• Task goal
From the items below, copy out the lines starting with the one that contains "Check that each instance of the man's" and continuing through the end of the items, without changing a character.

─── Input ───

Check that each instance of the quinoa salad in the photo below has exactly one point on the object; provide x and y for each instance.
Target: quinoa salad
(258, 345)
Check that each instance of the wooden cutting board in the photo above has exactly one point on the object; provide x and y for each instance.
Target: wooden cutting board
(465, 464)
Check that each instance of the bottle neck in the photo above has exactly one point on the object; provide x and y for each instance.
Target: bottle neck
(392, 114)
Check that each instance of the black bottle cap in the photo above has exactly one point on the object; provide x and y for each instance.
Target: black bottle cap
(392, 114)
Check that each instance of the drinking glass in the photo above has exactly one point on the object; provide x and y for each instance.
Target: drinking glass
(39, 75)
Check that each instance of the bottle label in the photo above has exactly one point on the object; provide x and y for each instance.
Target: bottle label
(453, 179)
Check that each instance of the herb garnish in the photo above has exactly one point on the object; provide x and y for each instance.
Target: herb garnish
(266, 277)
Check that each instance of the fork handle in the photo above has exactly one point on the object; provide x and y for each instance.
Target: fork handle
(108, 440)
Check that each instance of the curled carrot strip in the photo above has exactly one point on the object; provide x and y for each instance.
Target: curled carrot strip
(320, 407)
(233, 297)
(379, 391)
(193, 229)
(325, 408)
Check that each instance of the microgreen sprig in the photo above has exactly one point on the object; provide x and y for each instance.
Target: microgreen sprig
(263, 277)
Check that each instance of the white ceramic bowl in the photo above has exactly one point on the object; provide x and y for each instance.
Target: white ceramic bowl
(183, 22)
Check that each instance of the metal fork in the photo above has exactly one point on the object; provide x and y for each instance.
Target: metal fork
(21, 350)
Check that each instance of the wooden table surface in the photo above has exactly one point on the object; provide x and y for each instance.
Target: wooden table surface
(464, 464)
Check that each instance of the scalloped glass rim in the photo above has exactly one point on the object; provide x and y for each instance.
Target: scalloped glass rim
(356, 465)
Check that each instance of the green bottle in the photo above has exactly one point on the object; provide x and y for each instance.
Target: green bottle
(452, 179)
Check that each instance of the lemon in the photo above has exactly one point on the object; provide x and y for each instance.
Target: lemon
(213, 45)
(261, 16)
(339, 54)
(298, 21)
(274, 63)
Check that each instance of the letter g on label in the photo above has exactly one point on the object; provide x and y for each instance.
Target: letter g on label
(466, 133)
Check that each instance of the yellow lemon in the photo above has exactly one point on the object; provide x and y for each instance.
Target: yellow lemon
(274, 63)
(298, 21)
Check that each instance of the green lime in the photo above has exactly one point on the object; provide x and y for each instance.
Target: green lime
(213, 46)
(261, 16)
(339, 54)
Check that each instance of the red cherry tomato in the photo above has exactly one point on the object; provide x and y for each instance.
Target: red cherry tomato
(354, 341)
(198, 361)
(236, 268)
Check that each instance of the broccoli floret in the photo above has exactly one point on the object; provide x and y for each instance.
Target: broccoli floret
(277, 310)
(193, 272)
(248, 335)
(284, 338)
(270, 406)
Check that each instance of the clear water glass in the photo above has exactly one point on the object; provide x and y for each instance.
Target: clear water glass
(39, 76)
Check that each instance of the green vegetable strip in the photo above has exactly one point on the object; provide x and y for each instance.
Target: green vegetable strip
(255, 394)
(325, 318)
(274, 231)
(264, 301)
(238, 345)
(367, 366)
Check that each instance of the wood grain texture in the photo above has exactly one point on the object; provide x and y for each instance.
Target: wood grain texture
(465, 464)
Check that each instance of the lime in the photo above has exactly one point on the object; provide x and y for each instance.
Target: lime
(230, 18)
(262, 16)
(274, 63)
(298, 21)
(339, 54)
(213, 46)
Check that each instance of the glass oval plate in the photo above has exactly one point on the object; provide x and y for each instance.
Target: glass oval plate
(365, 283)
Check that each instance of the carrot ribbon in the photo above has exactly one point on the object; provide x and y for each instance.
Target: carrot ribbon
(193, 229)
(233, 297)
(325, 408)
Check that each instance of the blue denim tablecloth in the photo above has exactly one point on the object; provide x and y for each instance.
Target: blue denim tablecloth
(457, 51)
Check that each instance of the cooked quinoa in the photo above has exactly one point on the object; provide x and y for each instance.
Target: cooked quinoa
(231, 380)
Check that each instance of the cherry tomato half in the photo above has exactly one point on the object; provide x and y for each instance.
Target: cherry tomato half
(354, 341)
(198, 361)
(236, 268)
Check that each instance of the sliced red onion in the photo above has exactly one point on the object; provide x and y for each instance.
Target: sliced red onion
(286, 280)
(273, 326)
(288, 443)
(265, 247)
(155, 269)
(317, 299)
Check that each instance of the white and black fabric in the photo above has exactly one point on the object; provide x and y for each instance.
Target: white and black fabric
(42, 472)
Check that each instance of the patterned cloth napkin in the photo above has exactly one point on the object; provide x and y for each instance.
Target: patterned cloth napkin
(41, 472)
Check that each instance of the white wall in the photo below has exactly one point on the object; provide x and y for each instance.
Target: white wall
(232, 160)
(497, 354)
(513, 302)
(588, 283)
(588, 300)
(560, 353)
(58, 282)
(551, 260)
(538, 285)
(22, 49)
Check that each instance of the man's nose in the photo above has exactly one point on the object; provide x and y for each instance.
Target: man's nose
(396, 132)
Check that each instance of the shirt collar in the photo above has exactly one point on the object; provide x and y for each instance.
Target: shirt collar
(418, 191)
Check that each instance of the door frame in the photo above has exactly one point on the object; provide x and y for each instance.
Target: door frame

───

• The output
Check that each instance of the man's nose in the photo above has exactly one point on the object; provide x and y for each instance.
Target: man's nose
(396, 132)
Check that each instance of the shirt collar in the photo above has exactly one point on the object; provide x and y for each instance.
Target: shirt collar
(418, 191)
Check that each instance of the door frame in the photo above has exactly one point on the object; provide x and y for each instance.
Target: door frame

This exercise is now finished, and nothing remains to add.